[TASK]: Return every line in the listing below that contains the word "tree".

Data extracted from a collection
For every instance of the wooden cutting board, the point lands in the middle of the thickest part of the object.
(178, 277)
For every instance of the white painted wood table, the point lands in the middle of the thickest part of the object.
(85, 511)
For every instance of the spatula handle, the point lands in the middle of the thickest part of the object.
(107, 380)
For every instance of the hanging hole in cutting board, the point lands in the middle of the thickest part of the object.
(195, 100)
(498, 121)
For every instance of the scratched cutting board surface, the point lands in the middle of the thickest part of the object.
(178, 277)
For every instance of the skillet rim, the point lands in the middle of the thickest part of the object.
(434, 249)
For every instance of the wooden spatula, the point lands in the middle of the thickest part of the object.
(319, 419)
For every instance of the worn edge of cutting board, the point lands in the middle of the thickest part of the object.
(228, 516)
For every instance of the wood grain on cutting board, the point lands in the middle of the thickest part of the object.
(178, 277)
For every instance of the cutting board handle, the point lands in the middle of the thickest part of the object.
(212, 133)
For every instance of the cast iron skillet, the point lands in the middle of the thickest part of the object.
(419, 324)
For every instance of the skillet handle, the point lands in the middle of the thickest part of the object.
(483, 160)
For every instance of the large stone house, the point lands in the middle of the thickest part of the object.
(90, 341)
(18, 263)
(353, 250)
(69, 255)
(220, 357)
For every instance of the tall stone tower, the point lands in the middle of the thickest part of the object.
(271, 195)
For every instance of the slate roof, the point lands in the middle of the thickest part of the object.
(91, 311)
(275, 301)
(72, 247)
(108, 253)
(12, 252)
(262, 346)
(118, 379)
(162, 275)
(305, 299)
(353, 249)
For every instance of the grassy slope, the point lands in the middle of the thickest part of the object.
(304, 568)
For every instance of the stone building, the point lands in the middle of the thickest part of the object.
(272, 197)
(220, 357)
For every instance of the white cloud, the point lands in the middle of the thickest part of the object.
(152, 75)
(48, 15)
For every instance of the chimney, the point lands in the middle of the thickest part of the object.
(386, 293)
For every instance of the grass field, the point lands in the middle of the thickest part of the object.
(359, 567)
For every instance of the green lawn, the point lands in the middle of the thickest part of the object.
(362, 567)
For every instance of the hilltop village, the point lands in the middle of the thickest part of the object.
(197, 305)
* * *
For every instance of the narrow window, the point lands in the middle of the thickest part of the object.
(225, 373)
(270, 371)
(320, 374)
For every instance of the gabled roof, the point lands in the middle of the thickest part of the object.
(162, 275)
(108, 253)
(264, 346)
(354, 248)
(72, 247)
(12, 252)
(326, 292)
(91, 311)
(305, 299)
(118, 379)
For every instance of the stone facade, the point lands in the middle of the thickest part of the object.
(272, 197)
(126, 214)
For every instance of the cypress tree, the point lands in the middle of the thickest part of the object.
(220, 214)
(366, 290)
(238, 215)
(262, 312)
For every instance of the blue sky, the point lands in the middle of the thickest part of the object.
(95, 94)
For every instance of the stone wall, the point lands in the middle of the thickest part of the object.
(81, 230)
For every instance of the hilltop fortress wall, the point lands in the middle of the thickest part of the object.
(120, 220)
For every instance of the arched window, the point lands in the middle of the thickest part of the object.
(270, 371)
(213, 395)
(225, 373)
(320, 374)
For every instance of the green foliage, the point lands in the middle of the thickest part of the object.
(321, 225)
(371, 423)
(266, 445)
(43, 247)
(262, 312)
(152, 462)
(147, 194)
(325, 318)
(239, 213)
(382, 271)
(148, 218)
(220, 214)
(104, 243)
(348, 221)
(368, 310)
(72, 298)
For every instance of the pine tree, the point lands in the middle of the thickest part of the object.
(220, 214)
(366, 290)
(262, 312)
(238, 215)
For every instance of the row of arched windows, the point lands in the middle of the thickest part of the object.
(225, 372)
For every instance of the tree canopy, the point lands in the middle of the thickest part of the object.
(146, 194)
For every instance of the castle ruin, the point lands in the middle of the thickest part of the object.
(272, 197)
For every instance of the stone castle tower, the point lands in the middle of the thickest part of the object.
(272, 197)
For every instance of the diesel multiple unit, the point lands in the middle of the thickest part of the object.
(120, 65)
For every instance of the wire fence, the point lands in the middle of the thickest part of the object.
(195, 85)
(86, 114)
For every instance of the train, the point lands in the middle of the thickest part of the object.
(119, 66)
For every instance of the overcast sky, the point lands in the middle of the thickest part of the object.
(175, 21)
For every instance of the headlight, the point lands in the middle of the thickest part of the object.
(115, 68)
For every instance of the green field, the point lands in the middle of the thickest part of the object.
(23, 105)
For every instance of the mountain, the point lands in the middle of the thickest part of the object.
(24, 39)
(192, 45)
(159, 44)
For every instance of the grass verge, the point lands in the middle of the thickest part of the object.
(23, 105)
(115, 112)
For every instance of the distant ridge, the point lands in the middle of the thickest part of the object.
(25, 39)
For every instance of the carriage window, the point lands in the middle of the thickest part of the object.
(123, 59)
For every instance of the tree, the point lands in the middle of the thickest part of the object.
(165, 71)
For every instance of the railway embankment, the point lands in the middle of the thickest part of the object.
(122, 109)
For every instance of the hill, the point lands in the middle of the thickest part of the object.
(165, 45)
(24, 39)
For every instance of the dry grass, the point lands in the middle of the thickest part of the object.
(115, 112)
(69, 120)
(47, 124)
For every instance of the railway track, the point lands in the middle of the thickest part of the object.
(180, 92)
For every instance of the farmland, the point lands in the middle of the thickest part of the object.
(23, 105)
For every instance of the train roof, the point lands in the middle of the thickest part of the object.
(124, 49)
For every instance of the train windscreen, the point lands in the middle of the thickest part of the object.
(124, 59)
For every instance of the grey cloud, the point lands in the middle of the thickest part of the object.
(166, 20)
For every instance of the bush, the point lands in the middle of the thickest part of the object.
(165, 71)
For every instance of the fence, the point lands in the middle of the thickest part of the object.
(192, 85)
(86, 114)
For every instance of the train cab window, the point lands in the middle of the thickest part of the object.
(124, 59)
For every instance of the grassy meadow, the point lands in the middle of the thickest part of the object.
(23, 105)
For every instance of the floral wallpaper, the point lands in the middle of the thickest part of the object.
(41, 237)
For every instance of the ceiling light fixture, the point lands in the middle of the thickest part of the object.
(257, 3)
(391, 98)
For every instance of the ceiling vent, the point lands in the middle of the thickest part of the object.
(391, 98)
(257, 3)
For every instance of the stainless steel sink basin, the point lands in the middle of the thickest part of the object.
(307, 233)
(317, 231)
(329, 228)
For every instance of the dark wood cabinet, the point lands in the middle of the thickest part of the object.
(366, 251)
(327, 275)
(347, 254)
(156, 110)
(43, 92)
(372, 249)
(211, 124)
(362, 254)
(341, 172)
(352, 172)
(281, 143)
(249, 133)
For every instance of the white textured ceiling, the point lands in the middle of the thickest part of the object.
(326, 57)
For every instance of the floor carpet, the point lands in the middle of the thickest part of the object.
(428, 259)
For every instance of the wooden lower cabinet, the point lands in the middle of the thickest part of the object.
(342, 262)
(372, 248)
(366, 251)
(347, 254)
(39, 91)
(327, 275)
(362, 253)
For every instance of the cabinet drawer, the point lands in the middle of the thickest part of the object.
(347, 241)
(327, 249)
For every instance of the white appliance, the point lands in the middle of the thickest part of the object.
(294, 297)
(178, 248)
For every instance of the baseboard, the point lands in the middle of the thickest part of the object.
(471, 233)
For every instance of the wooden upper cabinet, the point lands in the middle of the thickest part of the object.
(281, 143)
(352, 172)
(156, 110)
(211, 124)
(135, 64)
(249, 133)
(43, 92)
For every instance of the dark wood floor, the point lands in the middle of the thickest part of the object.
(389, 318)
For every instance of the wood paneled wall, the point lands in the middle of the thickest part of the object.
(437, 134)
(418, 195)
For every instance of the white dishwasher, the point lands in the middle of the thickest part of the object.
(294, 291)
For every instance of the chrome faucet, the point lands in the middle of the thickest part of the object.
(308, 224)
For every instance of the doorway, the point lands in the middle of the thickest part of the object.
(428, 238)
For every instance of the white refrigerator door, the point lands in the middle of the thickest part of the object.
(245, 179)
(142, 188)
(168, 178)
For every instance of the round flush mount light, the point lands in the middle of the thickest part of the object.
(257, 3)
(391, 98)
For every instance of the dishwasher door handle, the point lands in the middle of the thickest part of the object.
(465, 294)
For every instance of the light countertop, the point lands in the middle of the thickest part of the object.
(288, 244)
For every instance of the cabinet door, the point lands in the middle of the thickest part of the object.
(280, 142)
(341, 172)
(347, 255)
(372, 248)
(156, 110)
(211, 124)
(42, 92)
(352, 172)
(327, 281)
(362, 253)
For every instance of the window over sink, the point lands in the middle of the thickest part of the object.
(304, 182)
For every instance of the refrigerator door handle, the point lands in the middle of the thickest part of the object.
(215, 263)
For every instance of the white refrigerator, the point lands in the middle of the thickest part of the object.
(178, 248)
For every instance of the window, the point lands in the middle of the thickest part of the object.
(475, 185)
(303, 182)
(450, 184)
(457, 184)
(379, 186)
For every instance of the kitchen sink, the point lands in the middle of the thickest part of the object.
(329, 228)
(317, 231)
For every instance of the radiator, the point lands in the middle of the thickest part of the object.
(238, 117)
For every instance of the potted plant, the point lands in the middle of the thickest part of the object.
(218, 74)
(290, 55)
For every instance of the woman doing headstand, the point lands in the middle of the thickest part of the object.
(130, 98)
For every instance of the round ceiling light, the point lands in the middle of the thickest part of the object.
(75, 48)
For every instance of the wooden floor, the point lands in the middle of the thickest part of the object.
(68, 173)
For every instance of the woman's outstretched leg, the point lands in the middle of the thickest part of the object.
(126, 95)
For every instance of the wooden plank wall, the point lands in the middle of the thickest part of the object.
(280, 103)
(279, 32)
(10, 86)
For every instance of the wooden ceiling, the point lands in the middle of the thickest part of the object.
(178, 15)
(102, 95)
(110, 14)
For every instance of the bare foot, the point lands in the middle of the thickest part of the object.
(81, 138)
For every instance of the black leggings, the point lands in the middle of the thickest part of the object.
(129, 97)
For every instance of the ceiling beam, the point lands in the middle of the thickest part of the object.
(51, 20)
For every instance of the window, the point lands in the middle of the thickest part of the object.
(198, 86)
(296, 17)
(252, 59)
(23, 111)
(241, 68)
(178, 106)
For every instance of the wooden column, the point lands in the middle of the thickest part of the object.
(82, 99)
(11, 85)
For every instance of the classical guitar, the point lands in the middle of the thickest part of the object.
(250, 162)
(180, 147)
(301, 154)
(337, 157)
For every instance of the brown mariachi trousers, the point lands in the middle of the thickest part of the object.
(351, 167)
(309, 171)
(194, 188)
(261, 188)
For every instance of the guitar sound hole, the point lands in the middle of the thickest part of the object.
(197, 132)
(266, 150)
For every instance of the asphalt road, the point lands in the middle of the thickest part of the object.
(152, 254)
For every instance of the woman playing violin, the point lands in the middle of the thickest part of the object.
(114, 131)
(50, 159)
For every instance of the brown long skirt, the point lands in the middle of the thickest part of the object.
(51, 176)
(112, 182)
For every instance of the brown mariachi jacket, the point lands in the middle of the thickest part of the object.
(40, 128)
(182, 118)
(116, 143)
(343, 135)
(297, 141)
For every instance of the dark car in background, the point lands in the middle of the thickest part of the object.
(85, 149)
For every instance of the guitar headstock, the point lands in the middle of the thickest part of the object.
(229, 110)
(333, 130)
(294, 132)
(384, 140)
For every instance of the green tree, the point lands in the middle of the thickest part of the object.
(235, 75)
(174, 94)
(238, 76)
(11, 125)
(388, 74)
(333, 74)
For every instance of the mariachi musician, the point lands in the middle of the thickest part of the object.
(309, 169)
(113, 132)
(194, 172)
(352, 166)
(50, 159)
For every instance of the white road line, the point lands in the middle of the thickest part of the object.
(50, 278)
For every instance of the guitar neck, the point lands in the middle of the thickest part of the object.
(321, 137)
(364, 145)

[OUTPUT]:
For every instance of the cypress tree, the point lands in the middle of the thickest part of the object.
For every instance of the pine tree, the point lands in the middle of the thickest part of the object.
For every instance of the tree canopy, the point lands in the middle of the thickest part of the object.
For every instance of the tree, the point lands in the middle of the thickest part of the object.
For every instance of the green tree, the point lands in the middle of the thickest part of the object.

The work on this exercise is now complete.